• **WHAT YOU HAVE TO DO**: Pictures are to be left out. Return exactly the lines below from the one with "Target: metal support pole" up to and including the one with "Target: wire shelving unit".

[[ SOURCE INFORMATION, beginning ]]

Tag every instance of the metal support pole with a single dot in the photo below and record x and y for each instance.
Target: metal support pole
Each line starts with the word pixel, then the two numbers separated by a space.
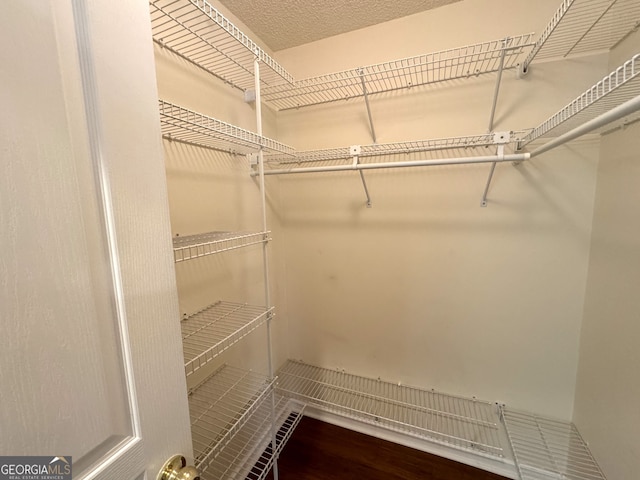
pixel 265 260
pixel 366 101
pixel 483 203
pixel 498 81
pixel 616 113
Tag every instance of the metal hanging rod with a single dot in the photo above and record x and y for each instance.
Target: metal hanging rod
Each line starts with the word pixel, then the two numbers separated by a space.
pixel 584 26
pixel 617 113
pixel 196 31
pixel 405 73
pixel 612 91
pixel 281 165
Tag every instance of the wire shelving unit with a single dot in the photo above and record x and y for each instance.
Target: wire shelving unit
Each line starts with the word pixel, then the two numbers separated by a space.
pixel 203 244
pixel 468 61
pixel 197 32
pixel 466 424
pixel 212 330
pixel 250 454
pixel 545 448
pixel 619 86
pixel 585 26
pixel 181 124
pixel 473 144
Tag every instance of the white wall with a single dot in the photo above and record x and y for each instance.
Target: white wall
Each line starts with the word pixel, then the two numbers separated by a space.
pixel 608 387
pixel 427 287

[[ SOURCE INFORMATION, end ]]

• **ANSWER**:
Target: metal support pole
Each line starts with the word pixel, then the two numbers separated by a space.
pixel 265 260
pixel 366 101
pixel 483 203
pixel 498 81
pixel 616 113
Tag every instance of the metal hanging rod with a single dot in the photo above and record x and y for each instance.
Target: metal hanging rod
Each line starts with the word pixel, then the two numbers separated by a space.
pixel 584 26
pixel 617 113
pixel 196 31
pixel 405 73
pixel 612 91
pixel 281 165
Tag every instance of the wire shelving unit with a single dot in the photo above and record x and y for each instance.
Target: wire shelving unit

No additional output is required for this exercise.